Exercise: Please return each line from the items below that contains the word "window".

------ Exercise inputs ------

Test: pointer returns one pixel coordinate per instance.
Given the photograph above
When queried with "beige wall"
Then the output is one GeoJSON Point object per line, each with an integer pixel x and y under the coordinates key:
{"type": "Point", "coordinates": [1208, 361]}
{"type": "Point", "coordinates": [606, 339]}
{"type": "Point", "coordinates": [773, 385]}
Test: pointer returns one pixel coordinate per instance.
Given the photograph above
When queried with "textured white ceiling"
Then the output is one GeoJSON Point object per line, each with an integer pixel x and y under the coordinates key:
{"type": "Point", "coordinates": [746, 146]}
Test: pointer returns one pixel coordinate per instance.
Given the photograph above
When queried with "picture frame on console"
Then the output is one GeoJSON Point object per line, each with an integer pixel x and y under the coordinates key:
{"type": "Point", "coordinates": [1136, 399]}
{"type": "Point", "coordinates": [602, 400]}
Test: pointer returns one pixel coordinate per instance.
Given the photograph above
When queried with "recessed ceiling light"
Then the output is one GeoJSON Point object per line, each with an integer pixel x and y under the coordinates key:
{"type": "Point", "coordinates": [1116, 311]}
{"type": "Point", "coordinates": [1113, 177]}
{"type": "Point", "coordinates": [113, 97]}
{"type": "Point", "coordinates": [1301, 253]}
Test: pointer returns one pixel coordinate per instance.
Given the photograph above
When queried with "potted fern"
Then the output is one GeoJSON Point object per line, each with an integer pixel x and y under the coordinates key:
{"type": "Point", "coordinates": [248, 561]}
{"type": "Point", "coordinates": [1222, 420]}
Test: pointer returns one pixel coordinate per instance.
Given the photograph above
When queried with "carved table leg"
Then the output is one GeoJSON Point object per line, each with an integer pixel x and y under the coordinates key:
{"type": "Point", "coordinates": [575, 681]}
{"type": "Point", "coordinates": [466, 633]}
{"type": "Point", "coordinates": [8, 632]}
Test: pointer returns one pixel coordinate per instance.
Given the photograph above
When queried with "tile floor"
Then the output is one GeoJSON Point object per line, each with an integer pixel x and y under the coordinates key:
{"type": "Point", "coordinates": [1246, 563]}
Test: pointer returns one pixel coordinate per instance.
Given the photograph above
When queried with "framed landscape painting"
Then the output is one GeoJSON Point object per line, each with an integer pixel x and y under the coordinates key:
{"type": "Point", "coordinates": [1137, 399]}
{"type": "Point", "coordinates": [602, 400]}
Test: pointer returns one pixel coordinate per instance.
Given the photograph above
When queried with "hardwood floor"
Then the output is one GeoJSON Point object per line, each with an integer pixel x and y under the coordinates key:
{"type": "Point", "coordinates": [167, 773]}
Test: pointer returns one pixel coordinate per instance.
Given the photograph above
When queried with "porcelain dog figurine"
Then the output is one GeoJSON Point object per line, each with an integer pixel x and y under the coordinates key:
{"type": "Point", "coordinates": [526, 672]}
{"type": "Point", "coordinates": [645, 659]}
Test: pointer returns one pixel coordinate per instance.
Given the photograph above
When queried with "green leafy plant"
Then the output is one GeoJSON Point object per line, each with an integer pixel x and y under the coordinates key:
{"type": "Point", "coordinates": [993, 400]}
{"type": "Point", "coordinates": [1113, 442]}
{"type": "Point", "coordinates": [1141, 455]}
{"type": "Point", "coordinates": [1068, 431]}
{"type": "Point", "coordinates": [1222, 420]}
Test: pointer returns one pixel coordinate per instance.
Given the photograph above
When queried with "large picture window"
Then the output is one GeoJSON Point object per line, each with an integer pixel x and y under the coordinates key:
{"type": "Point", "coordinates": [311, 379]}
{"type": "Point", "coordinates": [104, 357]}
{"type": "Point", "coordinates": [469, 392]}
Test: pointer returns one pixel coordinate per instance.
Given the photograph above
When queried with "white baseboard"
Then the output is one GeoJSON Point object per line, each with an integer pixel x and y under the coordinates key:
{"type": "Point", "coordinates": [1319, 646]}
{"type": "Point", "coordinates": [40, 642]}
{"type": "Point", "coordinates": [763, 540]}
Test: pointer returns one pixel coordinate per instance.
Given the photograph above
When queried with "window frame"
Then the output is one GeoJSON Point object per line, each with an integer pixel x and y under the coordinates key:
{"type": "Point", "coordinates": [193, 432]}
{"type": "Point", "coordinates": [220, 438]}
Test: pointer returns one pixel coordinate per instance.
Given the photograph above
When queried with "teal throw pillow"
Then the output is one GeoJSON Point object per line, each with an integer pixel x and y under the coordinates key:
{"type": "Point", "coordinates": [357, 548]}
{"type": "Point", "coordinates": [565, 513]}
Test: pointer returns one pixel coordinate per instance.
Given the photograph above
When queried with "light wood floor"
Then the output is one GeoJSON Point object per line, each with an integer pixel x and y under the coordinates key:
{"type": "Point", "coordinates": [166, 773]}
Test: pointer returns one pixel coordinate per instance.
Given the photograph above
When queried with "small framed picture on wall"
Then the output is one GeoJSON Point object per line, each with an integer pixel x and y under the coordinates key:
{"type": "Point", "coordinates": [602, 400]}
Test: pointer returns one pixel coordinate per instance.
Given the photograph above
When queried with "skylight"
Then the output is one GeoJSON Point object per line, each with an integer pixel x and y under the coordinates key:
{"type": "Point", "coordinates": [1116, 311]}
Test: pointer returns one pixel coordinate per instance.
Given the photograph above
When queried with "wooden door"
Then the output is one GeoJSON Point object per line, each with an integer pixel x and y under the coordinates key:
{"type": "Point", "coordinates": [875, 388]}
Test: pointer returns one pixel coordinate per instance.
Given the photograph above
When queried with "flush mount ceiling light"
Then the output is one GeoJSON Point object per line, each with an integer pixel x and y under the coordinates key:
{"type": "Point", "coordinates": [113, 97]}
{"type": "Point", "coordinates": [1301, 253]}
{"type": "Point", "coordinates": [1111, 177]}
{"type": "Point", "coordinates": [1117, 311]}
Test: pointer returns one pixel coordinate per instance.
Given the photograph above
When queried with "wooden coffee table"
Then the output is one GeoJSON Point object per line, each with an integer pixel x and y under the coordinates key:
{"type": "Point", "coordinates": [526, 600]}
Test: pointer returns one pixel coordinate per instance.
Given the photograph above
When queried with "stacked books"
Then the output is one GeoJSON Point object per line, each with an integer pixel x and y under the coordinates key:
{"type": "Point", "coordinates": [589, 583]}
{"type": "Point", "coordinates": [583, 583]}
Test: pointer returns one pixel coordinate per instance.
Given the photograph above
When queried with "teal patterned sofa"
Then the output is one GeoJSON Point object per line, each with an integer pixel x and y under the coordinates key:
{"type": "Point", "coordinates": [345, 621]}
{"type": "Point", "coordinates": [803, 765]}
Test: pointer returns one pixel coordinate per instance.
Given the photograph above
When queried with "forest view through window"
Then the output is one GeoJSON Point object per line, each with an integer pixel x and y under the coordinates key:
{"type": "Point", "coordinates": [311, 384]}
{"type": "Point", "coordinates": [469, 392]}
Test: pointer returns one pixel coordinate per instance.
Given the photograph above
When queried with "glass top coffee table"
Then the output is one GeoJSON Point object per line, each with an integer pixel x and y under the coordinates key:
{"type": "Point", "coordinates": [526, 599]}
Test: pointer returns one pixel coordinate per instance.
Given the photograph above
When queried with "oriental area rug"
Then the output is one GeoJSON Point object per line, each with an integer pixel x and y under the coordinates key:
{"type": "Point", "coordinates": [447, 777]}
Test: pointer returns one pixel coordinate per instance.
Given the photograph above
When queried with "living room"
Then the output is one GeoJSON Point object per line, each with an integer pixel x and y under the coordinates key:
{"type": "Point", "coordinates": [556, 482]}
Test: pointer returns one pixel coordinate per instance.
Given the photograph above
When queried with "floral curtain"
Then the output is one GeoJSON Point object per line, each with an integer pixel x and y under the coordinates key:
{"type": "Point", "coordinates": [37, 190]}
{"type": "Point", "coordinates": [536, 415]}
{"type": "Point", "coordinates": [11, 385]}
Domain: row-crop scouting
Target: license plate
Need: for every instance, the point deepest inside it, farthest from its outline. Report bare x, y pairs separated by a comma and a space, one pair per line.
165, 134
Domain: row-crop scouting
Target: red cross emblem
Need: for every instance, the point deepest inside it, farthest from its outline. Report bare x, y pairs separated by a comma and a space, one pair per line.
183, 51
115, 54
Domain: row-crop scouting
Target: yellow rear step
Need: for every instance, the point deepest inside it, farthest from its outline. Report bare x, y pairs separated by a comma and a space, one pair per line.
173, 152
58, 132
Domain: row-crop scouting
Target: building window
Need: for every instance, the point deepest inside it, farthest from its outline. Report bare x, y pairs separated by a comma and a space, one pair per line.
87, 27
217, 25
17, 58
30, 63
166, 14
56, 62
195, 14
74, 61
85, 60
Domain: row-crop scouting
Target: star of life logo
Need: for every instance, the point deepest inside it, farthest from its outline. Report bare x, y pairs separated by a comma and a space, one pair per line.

------

Response:
When queried with "large picture window"
When queried with "window frame"
When queried with "forest view through window"
Target: building window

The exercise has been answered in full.